— Start Given information —

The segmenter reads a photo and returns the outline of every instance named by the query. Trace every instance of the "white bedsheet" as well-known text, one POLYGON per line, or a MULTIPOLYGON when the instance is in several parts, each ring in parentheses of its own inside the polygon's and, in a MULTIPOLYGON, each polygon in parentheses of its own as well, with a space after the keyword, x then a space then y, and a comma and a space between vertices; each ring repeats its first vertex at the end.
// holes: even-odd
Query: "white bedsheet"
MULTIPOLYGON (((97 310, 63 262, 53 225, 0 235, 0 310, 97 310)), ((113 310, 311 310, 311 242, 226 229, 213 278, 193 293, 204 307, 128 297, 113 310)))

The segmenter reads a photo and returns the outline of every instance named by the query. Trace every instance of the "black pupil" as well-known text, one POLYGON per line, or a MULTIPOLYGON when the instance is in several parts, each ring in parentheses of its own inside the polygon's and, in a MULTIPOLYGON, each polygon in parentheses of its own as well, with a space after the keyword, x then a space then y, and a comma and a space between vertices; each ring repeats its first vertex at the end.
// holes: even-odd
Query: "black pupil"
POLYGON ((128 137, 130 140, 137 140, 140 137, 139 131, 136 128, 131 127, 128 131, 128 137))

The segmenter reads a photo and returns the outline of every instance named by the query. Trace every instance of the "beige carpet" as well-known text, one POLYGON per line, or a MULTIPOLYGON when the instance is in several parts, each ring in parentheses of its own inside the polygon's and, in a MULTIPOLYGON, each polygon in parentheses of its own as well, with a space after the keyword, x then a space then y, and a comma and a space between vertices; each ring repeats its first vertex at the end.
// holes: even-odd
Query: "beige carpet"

— End Given information —

What the task asks: Change "well-known text" to "WKT" throughout the items above and write them out again, leaving everything else untouched.

The result:
The segmenter reads a photo and returns the outline of every instance named by the query. Trace every instance of the "white bedsheet" as WKT, one POLYGON per line, or a MULTIPOLYGON when the instance is in several parts, each ring in parentheses of its own inside the polygon's and, in a MULTIPOLYGON, each polygon in parentheses of its own as well, with a space after the keyword, x then a space then y, and a comma and a space between vertices; each ring repeats its first vertex at the end.
// holes: even-odd
Query: "white bedsheet"
MULTIPOLYGON (((97 310, 63 262, 53 225, 0 235, 0 310, 97 310)), ((113 310, 311 310, 311 242, 226 229, 213 278, 193 293, 204 307, 128 297, 113 310)))

The segmenter reads a photo and returns the outline of every instance named by the query. Trace every instance of the "black pupil" as WKT, one POLYGON per line, or a MULTIPOLYGON when the instance is in several parts, each ring in parentheses of its own inside the polygon's and, in a MULTIPOLYGON, each polygon in parentheses of its own as well, with a space after the keyword, x then a space then y, and a comma and a space between vertices; each ring repeats its first vertex at the end.
// holes: even-odd
Query: "black pupil"
POLYGON ((128 137, 130 140, 137 140, 140 137, 139 131, 136 128, 131 127, 128 131, 128 137))

The segmenter reads a photo and returns the outline of every instance named by the query. Trace every instance of the "beige carpet" as WKT, one POLYGON per line, or a MULTIPOLYGON when the instance is in several parts, each ring in parentheses of its own inside the polygon's and, in a MULTIPOLYGON, each polygon in parentheses of its own as well, with a space after the keyword, x then a space then y, and a comma and a space between vertices; each ring repeats its first vertex at the end.
// holes: even-odd
Query: "beige carpet"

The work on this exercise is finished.